Retype the saved entries below verbatim, beginning at the line containing "Could you please outline every instance of the man's" and continuing through the final line.

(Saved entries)
·····
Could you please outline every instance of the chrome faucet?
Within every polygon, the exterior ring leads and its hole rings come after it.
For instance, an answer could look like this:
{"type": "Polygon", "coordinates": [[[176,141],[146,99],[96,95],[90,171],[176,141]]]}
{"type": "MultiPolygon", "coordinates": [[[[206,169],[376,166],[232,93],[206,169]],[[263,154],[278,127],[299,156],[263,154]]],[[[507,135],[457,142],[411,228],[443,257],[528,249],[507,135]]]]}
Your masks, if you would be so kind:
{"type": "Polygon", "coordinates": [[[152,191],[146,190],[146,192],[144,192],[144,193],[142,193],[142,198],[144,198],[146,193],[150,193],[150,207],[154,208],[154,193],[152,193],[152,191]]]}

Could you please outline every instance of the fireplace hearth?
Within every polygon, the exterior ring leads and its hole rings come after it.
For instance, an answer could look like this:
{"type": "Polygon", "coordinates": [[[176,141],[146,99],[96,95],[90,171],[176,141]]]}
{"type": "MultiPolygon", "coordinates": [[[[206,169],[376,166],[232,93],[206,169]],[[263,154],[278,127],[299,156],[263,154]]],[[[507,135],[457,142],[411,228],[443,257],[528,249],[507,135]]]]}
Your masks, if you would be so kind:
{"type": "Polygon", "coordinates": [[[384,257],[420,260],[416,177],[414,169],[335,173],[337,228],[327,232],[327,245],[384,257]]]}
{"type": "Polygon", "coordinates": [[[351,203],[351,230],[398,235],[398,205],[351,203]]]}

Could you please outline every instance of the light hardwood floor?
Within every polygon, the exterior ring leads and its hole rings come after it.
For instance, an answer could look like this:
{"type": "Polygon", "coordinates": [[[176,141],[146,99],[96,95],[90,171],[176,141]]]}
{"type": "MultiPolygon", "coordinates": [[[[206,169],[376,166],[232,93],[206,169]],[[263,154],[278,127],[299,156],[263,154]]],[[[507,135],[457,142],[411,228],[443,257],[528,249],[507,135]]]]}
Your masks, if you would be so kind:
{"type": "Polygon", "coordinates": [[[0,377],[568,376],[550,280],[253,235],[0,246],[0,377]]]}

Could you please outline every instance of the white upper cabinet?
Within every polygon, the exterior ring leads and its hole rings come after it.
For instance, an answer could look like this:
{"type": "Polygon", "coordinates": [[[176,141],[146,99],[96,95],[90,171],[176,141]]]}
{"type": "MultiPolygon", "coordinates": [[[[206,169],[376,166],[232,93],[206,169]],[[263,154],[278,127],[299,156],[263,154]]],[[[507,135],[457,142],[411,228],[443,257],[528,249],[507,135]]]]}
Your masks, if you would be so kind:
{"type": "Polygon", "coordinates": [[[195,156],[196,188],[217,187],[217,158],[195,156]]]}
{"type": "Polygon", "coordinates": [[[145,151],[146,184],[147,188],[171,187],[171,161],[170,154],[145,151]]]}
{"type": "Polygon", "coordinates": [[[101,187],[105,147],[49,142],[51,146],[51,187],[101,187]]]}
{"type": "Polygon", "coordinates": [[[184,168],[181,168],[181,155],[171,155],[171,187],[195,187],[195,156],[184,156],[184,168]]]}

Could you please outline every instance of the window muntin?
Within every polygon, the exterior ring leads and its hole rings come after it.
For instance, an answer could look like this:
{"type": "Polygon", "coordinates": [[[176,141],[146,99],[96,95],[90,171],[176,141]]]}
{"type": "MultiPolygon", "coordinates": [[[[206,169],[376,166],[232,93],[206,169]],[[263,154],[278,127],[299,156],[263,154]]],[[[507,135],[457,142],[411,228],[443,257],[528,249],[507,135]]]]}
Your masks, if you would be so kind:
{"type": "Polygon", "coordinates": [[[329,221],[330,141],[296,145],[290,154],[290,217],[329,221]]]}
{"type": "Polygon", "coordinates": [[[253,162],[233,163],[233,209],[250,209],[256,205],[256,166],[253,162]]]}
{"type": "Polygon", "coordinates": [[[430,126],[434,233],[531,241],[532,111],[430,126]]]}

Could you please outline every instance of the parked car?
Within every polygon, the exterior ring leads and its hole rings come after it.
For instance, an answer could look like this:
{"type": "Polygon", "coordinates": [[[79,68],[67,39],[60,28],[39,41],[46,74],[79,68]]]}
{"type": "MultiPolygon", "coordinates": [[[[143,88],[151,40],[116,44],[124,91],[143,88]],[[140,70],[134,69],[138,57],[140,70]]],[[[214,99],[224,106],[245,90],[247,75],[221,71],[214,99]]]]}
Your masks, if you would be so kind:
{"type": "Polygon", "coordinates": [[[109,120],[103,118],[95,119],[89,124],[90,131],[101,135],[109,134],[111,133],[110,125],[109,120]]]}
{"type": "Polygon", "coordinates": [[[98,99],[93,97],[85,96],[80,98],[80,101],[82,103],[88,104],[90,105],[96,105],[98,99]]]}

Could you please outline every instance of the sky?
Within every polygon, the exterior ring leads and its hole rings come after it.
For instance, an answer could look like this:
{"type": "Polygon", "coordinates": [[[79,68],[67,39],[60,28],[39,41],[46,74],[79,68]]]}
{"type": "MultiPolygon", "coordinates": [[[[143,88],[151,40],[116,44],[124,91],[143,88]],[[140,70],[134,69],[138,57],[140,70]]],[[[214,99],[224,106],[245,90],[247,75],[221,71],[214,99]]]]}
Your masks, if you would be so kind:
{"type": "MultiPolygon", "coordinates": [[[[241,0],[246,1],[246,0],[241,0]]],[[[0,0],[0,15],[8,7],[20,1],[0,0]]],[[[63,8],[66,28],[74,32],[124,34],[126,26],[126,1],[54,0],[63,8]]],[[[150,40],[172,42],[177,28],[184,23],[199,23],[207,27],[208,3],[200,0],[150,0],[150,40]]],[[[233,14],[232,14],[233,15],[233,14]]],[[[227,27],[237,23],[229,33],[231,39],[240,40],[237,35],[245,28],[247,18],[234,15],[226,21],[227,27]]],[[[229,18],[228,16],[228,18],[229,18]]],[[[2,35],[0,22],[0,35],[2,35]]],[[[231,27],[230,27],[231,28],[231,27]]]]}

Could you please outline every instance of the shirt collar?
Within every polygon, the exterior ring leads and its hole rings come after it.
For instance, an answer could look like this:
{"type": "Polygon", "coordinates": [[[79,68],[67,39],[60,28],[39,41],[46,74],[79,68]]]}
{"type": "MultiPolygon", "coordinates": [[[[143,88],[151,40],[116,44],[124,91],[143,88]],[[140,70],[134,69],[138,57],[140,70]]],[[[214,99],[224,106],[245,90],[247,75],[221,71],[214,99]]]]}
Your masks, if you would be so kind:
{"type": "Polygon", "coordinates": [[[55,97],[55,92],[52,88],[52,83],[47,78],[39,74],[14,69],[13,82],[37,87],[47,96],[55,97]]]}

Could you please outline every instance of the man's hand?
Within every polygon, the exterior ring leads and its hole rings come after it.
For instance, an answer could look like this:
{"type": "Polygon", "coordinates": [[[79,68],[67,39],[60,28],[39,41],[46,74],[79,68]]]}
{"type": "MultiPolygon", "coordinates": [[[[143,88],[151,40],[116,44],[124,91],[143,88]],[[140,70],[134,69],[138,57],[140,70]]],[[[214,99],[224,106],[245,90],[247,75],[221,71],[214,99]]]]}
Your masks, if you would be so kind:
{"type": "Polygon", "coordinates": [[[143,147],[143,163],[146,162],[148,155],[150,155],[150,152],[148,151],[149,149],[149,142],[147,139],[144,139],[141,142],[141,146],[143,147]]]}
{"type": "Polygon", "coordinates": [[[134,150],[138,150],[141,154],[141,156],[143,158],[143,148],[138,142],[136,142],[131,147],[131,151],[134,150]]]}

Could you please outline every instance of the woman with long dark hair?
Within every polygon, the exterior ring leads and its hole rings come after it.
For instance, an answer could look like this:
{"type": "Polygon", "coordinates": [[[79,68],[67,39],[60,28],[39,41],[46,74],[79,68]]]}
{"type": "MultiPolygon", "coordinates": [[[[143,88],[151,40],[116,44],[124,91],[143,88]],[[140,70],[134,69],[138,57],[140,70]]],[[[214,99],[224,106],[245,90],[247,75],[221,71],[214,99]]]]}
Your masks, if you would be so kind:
·····
Written response —
Could you please outline every instance of the man's hand?
Within every polygon, the exterior ring leads and its hole rings come after it.
For instance, an answer could look like this:
{"type": "Polygon", "coordinates": [[[79,68],[67,39],[60,28],[39,41],[46,74],[79,68]]]}
{"type": "MultiPolygon", "coordinates": [[[[143,88],[151,40],[116,44],[124,91],[143,88]],[[140,70],[134,69],[138,57],[140,70]]],[[[214,99],[224,106],[245,90],[247,75],[221,71],[214,99]]]]}
Your masks, if you would be so kind:
{"type": "Polygon", "coordinates": [[[143,147],[143,163],[146,162],[148,155],[150,155],[150,152],[148,151],[149,149],[149,142],[147,139],[144,139],[141,142],[141,146],[143,147]]]}
{"type": "Polygon", "coordinates": [[[134,150],[138,150],[141,154],[141,156],[143,158],[143,148],[138,142],[136,142],[131,147],[131,151],[134,150]]]}

Could you please outline every instance of the woman with long dark hair?
Within every polygon, the exterior ring leads and its hole rings come after it.
For instance, an answer could look like this:
{"type": "Polygon", "coordinates": [[[79,68],[67,39],[60,28],[39,41],[46,74],[79,68]]]}
{"type": "MultiPolygon", "coordinates": [[[[143,88],[151,40],[116,44],[124,91],[143,88]],[[140,70],[134,69],[138,57],[140,70]]],[[[214,99],[224,106],[245,90],[247,75],[221,71],[214,99]]]]}
Your masks, if you would be so kind:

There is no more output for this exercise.